_Excerpt provided_
# Bathroom Add On/Remodel



## Plumberman (Jul 7, 2008)

Let the beatings commence...

Remember fellas that have never posted pics of their work there will ALWAYS be haters. 

Lol


----------



## Widdershins (Feb 5, 2011)

Plumberman said:


> Let the beatings commence...
> 
> Remember fellas that have never posted pics of their work there will ALWAYS be haters.
> 
> Lol


 I like those caps.

Where do you get 'em?


----------



## sikxsevn (Jun 23, 2009)

Looks good!


----------



## Mississippiplum (Sep 30, 2011)

Widdershins said:


> I like those caps.
> 
> Where do you get 'em?


 
thats what we use here, i like them.


btw nice job


----------



## ROCKSTARPLUMBER (Dec 14, 2008)

Bottom picture, top left stack, looks like 1-1/2" pipe. Is that a wet or dry vent? looks good too. Level stacks are happy stacks.


----------



## ILPlumber (Jun 17, 2008)

I like it......

And yes I have work pics floating around here a few places.:laughing:


----------



## easttexasplumb (Oct 13, 2010)

Is that pex! :laughing:


----------



## gitnerdun (Nov 5, 2008)

See that wasn't so bad, nothing but love, no haters yet.

I think those are "techno caps, that's what we have here.


----------



## Plumberman (Jul 7, 2008)

Widdershins said:


> I like those caps.
> 
> Where do you get 'em?


Techno Caps

We get them locally at LCR "The Plumbing Warehouse"


----------



## Plumberman (Jul 7, 2008)

ROCKSTARPLUMBER said:


> Bottom picture, top left stack, looks like 1-1/2" pipe. Is that a wet or dry vent? looks good too. Level stacks are happy stacks.

_What is expected_
Rewrite the forum-thread paragraph that begins "Bottom picture, top left stack" as a short bulleted list that keeps its main points.

_Excerpted data_
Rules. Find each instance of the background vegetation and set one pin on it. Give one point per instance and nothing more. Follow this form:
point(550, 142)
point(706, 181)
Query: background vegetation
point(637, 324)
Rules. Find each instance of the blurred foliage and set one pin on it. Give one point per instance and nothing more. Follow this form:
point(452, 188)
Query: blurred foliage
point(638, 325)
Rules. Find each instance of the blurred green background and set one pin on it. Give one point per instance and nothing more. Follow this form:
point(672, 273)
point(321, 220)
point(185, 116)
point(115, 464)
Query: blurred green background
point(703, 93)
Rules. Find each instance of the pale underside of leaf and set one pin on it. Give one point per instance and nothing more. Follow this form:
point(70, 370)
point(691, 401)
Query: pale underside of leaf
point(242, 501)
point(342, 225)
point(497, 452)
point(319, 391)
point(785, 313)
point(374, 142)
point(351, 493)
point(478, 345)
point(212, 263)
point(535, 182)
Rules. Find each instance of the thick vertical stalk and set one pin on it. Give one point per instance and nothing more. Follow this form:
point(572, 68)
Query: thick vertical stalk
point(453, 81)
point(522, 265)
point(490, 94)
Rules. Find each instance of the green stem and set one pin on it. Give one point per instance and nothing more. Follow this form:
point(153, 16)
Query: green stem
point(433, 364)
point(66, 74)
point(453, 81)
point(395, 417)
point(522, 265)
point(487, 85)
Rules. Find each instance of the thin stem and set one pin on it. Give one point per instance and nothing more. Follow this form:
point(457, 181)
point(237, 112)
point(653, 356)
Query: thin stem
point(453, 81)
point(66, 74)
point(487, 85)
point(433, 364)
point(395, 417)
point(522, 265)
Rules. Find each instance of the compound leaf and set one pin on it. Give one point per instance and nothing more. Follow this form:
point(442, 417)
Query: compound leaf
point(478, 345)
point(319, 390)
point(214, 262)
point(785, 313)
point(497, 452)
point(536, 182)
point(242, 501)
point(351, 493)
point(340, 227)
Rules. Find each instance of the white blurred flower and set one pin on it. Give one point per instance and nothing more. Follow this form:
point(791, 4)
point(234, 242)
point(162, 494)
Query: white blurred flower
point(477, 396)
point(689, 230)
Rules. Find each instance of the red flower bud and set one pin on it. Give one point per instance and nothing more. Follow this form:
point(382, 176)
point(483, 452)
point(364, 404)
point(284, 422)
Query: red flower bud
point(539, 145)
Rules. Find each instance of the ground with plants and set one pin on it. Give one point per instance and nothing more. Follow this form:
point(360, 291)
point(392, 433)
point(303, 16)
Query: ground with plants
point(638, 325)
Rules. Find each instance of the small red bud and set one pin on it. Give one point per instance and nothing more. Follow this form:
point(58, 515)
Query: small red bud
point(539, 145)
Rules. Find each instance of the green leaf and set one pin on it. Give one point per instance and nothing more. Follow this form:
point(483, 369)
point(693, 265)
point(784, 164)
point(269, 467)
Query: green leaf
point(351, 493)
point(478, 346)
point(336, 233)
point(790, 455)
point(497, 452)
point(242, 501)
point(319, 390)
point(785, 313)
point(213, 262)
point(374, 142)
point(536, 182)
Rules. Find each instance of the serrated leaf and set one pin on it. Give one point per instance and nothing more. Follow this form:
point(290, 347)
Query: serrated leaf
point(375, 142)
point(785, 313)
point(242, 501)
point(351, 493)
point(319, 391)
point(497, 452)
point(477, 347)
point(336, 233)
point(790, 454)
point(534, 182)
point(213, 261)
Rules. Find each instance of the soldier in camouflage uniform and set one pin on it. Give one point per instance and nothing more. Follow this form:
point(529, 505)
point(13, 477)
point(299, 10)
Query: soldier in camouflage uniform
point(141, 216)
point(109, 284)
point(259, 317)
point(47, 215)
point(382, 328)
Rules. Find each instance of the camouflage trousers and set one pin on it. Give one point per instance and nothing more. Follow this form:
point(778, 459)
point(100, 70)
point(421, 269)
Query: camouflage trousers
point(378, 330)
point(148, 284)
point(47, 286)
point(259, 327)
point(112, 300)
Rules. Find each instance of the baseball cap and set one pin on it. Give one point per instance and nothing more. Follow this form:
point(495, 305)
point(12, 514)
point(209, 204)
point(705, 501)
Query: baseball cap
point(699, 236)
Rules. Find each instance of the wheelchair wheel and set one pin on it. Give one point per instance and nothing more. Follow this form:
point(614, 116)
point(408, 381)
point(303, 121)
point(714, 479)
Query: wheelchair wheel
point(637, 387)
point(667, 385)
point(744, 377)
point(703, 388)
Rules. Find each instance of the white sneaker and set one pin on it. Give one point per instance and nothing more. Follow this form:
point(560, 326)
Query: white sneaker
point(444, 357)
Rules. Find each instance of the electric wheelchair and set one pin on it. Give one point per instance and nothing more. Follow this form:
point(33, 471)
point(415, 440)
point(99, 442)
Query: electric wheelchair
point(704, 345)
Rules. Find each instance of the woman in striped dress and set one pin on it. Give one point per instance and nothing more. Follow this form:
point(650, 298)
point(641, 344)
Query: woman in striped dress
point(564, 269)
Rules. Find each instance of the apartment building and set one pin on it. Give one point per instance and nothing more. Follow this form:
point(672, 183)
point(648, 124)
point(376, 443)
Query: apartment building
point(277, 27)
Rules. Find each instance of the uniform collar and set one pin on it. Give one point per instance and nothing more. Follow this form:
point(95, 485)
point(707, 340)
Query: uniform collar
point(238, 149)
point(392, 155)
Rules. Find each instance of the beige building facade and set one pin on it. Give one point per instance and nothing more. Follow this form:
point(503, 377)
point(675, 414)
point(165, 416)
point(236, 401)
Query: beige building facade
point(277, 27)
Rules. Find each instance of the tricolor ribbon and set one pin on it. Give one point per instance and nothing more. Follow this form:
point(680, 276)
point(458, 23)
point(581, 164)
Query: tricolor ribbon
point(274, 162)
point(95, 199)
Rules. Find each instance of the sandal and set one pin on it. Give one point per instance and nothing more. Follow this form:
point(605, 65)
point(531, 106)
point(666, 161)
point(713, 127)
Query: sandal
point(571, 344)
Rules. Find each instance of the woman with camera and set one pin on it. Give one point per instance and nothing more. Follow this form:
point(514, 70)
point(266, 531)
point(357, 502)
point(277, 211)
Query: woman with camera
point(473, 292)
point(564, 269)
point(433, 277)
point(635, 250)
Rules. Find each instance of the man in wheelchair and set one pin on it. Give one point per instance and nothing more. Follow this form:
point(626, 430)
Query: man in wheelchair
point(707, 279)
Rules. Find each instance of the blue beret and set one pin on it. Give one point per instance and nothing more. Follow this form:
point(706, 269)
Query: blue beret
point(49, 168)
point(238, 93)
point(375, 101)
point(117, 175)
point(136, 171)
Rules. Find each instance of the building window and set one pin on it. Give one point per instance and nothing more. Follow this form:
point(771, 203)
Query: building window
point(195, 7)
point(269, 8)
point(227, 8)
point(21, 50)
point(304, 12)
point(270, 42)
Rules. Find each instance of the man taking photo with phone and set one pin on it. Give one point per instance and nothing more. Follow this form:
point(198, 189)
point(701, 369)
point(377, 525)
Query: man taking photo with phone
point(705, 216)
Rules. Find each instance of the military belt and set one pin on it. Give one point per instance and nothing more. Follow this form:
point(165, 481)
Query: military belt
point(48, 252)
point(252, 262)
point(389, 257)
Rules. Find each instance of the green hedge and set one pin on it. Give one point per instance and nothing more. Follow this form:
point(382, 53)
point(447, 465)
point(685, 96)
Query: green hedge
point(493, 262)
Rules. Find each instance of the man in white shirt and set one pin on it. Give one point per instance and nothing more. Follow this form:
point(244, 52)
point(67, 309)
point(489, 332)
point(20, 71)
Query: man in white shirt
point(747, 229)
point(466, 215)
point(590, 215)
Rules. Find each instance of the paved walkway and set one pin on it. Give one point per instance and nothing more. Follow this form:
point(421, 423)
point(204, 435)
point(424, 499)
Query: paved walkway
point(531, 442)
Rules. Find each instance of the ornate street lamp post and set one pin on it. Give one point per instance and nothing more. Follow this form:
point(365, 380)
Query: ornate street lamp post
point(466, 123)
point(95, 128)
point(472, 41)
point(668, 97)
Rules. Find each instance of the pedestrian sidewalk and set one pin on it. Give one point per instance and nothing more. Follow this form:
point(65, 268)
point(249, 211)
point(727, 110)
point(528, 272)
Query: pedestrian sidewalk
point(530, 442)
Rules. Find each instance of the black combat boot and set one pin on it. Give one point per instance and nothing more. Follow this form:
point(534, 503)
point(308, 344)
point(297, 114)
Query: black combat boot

_Exercise answer_
- The top left stack in the bottom picture looks like 1-1/2" pipe.
- The poster asks whether it is a wet or dry vent.
- The work looks good.
- Level stacks are happy stacks.